» Ziele
• 1. Entscheide, ob die Aussagen mit dem Ausgangstext übereinstimmen, und belege jedes Ja oder Nein mit den ausschlaggebenden Worten in genauem Zitat: (a) Laut Stöcklis Gutachten von 2018 wäre ein generelles Verbot religiöser Werbung auf städtischen Bussen verfassungswidrig. (b) Markus Schefer lehrt an der Universität Freiburg. (c) Bei Unternehmen mit Staatsbeteiligung wiegt die Wirtschaftsfreiheit schwerer als die Meinungsäusserungsfreiheit.
• 2. Beantworte anhand des Ausgangstexts kurz diese Fragen:
(a) In welchem Jahr kam Andreas Stöckli in seinem Gutachten zu seinem Schluss?
(b) Was ist laut dem Expertentenor im Einzelfall entscheidend?
(c) Welche zwei Beispiele für Werbung müssten ÖV-Betriebe demnach zulassen?

» Ausgangstext
┄┄┄┄┄┄┄┄┄┄┄┄┄┄┄┄┄┄┄┄
Auch «Allahu akbar» wäre erlaubt

Rechtsexperten pflichten dem pensionierten Versicherungsvertreter grundsätzlich bei. Bereits in seinem Gutachten zum Fall Biel kam Andreas Stöckli, Staatsrechtsprofessor an der Universität Freiburg, 2018 zum Schluss: Ein generelles Verbot religiöser Werbung auf städtischen Bussen wäre ein Eingriff in die Grundrechte und daher verfassungswidrig. Im Einzelfall seien die Besitzverhältnisse entscheidend, so der Expertentenor. Besonders bei Unternehmen mit Staatsbeteiligung sei die Meinungsäusserungsfreiheit höher zu gewichten als die Wirtschaftsfreiheit. Was heisst das für das Religionsverbot in den Bussen im Berner Oberland? Markus Schefer, Professor für Staats- und Verwaltungsrecht an der Universität Basel, formuliert es so: «Ein staatsnahes ÖV-Unternehmen, das über eine Konzession zur Personenbeförderung verfügt, kann nicht nach eigenem Gutdünken entscheiden, welche Werbeinhalte es schalten will und welche nicht.» Das schliesse religiöse Inhalte mit ein – und zwar solche sämtlicher Religionen. Demnach müssten ÖV-Betriebe konsequenterweise etwa auch Werbung von Atheisten oder Verse aus dem Koran zulassen.
┄┄┄┄┄┄┄┄┄┄┄┄┄┄┄┄┄┄┄┄
» Vorliegendes Material
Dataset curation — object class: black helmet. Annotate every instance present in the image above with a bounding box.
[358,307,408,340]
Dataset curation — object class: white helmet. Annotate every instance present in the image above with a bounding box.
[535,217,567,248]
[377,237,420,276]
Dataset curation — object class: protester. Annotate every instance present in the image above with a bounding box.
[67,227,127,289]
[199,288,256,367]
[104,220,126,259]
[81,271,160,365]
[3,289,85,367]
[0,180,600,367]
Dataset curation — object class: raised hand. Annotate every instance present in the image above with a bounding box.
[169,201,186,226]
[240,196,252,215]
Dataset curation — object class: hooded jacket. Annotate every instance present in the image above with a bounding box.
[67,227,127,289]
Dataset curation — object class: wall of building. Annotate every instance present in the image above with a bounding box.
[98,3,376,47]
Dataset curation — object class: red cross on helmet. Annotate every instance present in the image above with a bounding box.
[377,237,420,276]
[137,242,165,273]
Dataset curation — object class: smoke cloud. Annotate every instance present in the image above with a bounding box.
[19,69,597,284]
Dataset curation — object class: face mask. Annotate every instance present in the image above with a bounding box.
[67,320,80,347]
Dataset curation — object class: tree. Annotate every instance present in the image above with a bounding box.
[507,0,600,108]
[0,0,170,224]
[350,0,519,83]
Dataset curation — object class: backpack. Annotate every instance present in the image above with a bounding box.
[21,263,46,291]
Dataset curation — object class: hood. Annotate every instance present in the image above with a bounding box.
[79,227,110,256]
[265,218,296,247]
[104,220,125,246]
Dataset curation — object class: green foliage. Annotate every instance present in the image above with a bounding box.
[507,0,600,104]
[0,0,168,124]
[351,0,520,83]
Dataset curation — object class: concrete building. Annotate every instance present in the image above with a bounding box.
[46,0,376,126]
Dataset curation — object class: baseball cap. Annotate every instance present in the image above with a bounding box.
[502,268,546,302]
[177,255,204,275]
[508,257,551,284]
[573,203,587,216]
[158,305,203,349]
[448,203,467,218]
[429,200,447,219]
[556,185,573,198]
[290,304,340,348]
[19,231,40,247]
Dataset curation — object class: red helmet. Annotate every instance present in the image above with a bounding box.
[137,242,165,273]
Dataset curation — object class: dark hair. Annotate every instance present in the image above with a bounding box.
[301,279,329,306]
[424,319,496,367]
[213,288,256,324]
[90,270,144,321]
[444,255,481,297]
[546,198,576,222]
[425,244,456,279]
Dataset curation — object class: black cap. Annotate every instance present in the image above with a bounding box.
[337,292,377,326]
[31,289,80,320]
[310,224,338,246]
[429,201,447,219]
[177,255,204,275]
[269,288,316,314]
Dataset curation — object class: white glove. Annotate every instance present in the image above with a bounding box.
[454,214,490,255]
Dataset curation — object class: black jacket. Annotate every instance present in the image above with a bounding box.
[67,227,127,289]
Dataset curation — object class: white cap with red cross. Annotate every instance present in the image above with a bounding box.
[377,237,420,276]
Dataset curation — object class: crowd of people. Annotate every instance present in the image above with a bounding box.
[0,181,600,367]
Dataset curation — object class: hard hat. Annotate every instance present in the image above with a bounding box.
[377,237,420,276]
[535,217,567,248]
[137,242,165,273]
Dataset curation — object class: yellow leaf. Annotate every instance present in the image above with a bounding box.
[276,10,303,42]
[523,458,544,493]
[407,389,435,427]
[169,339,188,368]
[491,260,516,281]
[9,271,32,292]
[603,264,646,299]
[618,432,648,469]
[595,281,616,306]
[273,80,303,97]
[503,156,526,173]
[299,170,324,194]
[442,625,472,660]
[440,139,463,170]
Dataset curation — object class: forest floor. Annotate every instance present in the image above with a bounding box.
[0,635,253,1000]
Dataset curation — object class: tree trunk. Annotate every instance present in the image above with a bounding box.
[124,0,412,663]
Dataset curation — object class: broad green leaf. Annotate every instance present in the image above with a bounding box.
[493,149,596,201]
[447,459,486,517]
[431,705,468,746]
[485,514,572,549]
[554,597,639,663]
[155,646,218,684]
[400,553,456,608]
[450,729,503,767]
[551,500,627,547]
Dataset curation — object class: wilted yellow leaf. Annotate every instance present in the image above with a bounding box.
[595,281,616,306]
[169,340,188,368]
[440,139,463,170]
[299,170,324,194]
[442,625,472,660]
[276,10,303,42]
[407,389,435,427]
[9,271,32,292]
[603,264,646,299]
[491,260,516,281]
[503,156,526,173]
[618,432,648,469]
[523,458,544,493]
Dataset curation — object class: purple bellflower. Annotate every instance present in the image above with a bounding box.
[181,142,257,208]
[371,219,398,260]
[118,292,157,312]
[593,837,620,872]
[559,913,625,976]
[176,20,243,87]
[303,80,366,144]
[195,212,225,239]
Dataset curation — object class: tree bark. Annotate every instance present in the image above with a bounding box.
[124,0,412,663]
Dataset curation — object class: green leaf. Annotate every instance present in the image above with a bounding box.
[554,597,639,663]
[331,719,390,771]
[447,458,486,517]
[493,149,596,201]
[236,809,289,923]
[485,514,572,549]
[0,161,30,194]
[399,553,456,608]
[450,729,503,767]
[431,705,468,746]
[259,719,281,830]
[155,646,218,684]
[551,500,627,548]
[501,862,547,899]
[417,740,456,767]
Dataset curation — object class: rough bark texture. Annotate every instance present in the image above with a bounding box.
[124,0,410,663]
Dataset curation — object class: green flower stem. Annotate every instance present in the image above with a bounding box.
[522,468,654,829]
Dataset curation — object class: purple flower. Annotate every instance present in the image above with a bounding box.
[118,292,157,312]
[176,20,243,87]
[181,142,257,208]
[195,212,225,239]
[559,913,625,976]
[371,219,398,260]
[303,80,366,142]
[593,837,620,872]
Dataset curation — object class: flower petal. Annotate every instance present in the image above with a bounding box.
┄┄┄┄┄┄┄┄┄┄┄┄┄┄┄┄┄┄┄┄
» Gegebene Antworten
• 1.
(a) Ja: „Ein generelles Verbot religiöser Werbung auf städtischen Bussen wäre ein Eingriff in die Grundrechte und daher verfassungswidrig.“
(b) Nein: „Markus Schefer, Professor für Staats- und Verwaltungsrecht an der Universität Basel“
(c) Nein: „Besonders bei Unternehmen mit Staatsbeteiligung sei die Meinungsäusserungsfreiheit höher zu gewichten als die Wirtschaftsfreiheit.“

• 2.
(a) 2018
(b) Die Besitzverhältnisse
(c) Werbung von Atheisten und Verse aus dem Koran